[EXERCÍCIOS PROPOSTOS]:
A. Faça um resumo da carta em duas frases.
B. Extraia da carta o trecho entre "Rainer Maria Rilke: O" e "nossa vida efémera.", inclusive.

[EXCERTO PARA LEITURA]:
.....
Rainer Maria Rilke: O
"Eu" e o "Mundo"
(Carta de 17 de Fevereiro de 1903)
Meu caro senhor:
Acabo de receber a sua carta. Não quero deixar de
lhe agradecer a grande e preciosa confiança que esta representa, mas pouco mais posso
fazer. Não analisarei a maneira dos seus versos, porque sempre fui alheio a qualquer
preocupação crítica. Para penetrar uma obra de arte, nada, aliás, pior do que as
palavras da crítica, que apenas conduzem a mal entendidos mais ou menos felizes. Nem tudo
se pode apreender ou dizer, como nos querem fazer acreditar. Quase tudo o que acontece é
inexprimível e se passa numa região que a palavra jamais atingiu. E nada mais difícil
de exprimir do que as obras de arte - seres vivos e secretos cuja vida imortal acompanha a
nossa vida efémera.
Dito isto, apenas posso acrescentar que os seus
versos não revelam uma maneira sua. Contêm, é certo, gérmens de personalidade, mas
ainda tímidos e escondidos. Senti-o, sobretudo, no seu último poema: A Minha Alma.
.....
[REGISTOS EM BRUTO]:
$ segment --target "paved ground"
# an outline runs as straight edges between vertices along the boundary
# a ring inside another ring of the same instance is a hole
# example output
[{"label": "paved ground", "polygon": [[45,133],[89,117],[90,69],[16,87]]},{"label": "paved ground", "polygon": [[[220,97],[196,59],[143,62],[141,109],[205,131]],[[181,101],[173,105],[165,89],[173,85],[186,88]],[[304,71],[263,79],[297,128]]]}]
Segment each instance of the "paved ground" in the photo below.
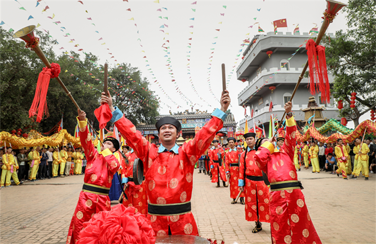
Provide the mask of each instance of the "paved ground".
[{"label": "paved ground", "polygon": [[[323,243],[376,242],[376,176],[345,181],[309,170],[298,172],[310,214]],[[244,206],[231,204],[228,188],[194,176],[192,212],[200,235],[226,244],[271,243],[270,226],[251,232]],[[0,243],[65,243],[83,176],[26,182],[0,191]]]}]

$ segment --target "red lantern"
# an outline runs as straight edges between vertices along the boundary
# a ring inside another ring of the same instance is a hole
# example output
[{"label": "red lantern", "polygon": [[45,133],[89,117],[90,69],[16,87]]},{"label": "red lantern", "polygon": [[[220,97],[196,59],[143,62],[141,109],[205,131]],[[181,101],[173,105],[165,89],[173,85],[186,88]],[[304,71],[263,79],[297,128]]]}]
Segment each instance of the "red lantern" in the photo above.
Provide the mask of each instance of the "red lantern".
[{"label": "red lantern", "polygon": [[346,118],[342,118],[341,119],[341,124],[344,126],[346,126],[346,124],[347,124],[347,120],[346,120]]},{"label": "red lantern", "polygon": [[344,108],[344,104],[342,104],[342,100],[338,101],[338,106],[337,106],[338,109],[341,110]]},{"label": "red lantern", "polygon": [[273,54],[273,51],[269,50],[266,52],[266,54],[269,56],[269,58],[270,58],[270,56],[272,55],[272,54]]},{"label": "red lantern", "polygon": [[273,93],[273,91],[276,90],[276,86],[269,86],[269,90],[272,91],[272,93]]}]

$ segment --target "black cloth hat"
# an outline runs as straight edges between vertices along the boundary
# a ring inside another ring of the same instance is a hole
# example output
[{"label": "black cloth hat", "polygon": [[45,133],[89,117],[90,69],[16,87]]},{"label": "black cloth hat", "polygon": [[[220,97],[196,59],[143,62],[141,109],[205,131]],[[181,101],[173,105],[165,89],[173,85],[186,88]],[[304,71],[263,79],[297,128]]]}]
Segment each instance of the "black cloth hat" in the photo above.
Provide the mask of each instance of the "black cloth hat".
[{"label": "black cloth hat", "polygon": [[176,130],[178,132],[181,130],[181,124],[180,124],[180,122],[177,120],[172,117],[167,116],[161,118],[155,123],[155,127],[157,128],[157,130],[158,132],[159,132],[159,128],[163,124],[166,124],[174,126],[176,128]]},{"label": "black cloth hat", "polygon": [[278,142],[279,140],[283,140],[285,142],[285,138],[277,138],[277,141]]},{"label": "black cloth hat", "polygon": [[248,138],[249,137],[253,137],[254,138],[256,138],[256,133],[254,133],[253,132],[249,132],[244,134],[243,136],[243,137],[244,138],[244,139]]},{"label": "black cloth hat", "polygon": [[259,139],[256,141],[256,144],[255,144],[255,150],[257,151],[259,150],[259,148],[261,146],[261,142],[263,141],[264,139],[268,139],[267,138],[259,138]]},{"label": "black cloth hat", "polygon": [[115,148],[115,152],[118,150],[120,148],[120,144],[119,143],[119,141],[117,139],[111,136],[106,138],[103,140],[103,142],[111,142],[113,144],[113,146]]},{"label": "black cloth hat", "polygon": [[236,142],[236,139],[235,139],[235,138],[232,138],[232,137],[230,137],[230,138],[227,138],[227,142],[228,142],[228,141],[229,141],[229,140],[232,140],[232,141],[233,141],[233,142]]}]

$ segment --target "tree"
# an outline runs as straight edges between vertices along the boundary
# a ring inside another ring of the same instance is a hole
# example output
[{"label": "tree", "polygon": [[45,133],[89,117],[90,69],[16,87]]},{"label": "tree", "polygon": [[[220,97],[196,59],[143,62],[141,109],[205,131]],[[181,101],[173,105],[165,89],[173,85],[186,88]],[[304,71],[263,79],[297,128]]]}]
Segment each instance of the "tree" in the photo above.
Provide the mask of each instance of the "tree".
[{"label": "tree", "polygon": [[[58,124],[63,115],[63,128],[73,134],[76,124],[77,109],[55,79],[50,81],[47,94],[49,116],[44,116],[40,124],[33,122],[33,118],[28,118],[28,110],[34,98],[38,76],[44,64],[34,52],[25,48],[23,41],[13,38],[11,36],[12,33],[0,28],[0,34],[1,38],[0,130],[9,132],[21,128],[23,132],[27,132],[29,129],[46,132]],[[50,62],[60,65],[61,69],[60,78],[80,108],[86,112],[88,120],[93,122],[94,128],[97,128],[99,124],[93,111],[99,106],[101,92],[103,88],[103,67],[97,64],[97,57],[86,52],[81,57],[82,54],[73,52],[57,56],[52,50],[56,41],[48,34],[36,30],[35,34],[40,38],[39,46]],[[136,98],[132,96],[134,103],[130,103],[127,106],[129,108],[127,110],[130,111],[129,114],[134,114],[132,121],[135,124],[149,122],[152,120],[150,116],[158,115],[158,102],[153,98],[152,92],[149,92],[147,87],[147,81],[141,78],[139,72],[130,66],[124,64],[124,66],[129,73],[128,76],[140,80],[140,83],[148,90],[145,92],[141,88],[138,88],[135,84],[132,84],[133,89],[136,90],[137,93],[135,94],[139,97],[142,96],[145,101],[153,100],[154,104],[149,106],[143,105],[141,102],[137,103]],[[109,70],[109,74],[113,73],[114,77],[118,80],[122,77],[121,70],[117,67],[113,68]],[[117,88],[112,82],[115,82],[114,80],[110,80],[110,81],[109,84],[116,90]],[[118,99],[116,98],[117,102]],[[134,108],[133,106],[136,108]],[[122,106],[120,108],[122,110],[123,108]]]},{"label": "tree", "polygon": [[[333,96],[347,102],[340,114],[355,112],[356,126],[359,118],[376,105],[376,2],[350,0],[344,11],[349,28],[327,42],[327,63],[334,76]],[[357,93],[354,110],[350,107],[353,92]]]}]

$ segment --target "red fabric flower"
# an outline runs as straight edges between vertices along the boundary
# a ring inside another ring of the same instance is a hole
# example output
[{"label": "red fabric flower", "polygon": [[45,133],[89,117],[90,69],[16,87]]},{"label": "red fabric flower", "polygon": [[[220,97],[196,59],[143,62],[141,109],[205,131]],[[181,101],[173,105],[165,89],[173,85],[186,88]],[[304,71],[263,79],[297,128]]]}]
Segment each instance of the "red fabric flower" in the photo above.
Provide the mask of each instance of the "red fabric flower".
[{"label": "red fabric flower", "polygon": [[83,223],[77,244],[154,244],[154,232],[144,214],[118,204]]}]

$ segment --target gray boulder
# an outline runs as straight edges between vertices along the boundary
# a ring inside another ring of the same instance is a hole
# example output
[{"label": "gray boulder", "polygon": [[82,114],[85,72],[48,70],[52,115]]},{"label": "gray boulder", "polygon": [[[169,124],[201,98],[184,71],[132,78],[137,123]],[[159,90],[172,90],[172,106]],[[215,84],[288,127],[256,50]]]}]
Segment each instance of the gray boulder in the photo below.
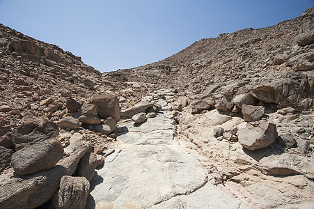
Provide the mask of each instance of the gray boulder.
.....
[RESULTADOS FINAIS]:
A. A carta agradece a grande confiança recebida, mas recusa analisar a maneira dos versos, porque as palavras da crítica apenas conduzem a mal-entendidos e quase tudo o que acontece é inexprimível, sobretudo as obras de arte. Acrescenta que os versos ainda não revelam uma maneira própria e contêm gérmens de personalidade ainda tímidos e escondidos, o que se sente sobretudo no último poema, A Minha Alma.

B.
Rainer Maria Rilke: O
"Eu" e o "Mundo"
(Carta de 17 de Fevereiro de 1903)
Meu caro senhor:
Acabo de receber a sua carta. Não quero deixar de
lhe agradecer a grande e preciosa confiança que esta representa, mas pouco mais posso
fazer. Não analisarei a maneira dos seus versos, porque sempre fui alheio a qualquer
preocupação crítica. Para penetrar uma obra de arte, nada, aliás, pior do que as
palavras da crítica, que apenas conduzem a mal entendidos mais ou menos felizes. Nem tudo
se pode apreender ou dizer, como nos querem fazer acreditar. Quase tudo o que acontece é
inexprimível e se passa numa região que a palavra jamais atingiu. E nada mais difícil
de exprimir do que as obras de arte - seres vivos e secretos cuja vida imortal acompanha a
nossa vida efémera.